Copy out every line below that contains the word "body", leaving each one unchanged.

— BEGIN SOURCE RECORDS —

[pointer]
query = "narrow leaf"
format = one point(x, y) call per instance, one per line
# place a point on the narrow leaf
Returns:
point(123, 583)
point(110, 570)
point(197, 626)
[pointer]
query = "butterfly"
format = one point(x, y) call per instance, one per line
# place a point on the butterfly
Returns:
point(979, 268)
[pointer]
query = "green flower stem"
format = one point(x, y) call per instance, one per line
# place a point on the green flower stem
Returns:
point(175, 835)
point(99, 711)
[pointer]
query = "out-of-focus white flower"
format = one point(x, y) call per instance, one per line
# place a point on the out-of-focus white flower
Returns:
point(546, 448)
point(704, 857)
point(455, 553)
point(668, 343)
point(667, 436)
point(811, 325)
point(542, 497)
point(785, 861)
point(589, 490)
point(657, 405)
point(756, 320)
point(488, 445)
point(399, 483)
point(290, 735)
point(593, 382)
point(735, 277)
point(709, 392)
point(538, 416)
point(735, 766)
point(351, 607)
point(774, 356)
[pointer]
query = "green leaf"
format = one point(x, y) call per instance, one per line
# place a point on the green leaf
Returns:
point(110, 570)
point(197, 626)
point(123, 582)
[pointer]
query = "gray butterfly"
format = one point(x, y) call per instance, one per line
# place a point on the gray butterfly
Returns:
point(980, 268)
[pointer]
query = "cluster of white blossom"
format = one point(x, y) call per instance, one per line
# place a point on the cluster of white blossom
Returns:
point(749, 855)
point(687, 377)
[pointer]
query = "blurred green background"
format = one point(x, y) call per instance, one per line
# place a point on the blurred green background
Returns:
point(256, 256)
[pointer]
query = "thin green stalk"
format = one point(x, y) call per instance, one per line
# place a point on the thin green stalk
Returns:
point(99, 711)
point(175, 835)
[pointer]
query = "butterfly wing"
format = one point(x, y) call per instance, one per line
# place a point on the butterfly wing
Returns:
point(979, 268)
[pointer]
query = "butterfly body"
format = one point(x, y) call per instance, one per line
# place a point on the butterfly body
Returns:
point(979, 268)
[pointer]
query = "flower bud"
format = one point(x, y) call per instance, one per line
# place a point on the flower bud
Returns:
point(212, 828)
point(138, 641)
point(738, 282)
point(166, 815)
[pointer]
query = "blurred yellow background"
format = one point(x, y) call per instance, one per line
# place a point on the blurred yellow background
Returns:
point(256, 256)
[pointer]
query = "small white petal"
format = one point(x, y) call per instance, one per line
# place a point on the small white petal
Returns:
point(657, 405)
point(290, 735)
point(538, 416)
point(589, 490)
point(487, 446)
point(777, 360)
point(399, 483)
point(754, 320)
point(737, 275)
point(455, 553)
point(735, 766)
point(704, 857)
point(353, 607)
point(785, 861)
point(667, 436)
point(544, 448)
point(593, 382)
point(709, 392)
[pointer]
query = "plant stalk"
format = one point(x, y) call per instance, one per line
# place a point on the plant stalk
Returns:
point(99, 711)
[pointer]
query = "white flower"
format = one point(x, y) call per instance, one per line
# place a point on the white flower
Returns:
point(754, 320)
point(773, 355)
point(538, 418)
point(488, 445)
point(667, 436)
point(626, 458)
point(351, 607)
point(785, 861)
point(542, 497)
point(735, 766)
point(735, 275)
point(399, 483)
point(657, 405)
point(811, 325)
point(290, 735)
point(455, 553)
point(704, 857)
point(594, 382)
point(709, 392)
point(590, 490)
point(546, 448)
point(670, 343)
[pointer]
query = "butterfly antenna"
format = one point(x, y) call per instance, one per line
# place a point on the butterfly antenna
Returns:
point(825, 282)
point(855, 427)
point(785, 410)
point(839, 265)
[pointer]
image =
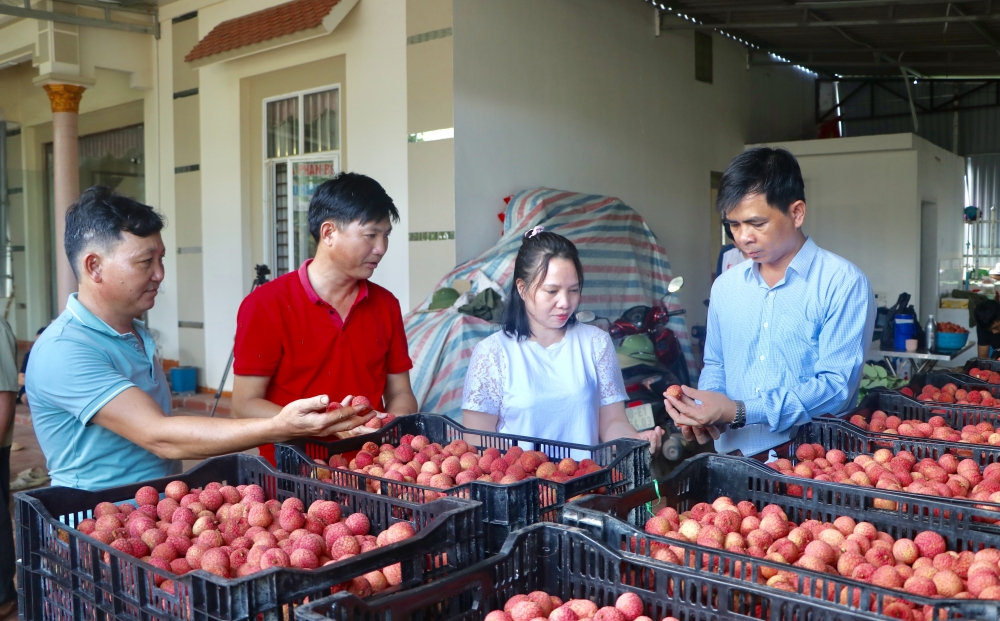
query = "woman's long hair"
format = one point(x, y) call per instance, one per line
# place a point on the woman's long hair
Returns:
point(532, 265)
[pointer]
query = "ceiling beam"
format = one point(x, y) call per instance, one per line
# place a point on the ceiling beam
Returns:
point(973, 47)
point(838, 23)
point(995, 67)
point(981, 30)
point(64, 18)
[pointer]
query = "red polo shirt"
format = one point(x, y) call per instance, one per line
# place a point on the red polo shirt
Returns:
point(286, 332)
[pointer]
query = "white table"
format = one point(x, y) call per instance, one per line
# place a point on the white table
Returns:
point(924, 360)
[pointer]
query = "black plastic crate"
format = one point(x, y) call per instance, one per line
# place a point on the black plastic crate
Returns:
point(838, 433)
point(618, 522)
point(506, 507)
point(570, 564)
point(894, 403)
point(62, 575)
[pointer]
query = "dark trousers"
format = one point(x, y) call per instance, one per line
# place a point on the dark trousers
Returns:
point(7, 563)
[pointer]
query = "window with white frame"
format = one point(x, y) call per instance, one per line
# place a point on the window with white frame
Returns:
point(302, 143)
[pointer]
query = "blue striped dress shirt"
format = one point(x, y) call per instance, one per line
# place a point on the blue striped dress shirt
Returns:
point(790, 352)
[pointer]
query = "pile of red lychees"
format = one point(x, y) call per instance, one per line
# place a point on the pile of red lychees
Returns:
point(541, 605)
point(234, 532)
point(919, 566)
point(418, 460)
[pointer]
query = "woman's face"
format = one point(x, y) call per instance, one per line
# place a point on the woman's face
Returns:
point(551, 302)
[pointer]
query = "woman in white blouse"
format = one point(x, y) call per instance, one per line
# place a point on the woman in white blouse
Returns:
point(544, 375)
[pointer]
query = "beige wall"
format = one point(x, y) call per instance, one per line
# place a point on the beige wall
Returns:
point(430, 93)
point(187, 198)
point(372, 39)
point(882, 181)
point(583, 96)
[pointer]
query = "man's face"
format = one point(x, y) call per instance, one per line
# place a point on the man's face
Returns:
point(762, 232)
point(130, 273)
point(357, 248)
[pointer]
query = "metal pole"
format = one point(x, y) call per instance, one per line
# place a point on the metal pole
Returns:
point(4, 211)
point(261, 277)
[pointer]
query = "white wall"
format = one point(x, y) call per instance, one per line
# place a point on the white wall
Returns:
point(580, 95)
point(373, 37)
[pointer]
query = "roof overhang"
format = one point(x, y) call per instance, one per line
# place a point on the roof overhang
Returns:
point(267, 30)
point(956, 38)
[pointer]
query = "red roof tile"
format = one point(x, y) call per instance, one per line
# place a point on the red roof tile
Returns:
point(284, 19)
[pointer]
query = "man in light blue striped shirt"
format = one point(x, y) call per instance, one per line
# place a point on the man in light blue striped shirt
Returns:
point(787, 330)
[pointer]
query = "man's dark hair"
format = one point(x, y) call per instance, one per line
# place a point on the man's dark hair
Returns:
point(347, 198)
point(100, 216)
point(987, 313)
point(531, 266)
point(762, 170)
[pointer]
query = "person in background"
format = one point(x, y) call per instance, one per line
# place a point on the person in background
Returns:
point(787, 330)
point(100, 404)
point(8, 392)
point(544, 374)
point(325, 327)
point(988, 329)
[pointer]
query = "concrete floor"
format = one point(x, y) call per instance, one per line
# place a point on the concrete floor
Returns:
point(31, 455)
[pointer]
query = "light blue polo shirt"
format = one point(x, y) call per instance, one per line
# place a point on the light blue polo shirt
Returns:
point(76, 367)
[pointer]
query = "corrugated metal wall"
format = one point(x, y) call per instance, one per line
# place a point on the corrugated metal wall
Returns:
point(982, 181)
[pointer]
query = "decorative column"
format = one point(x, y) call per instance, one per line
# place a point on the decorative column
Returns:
point(65, 100)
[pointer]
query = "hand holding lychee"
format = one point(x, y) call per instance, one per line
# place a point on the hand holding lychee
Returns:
point(314, 417)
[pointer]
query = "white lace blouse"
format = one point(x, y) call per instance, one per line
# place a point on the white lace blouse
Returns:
point(553, 393)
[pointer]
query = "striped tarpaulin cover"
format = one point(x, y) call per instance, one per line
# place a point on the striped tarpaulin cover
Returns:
point(623, 264)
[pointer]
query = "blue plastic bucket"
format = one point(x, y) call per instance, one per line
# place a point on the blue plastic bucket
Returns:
point(184, 379)
point(906, 328)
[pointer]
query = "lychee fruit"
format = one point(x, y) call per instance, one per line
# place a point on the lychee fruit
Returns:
point(930, 544)
point(905, 551)
point(948, 583)
point(176, 490)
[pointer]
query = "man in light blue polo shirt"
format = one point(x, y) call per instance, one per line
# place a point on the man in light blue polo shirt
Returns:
point(100, 404)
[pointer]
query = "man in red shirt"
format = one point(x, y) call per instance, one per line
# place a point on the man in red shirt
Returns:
point(325, 329)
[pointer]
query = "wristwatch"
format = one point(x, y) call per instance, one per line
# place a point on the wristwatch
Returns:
point(741, 416)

— END SOURCE RECORDS —

• **ANSWER TO THE EXERCISE**:
query = "butterfly body"
# place a point on the butterfly body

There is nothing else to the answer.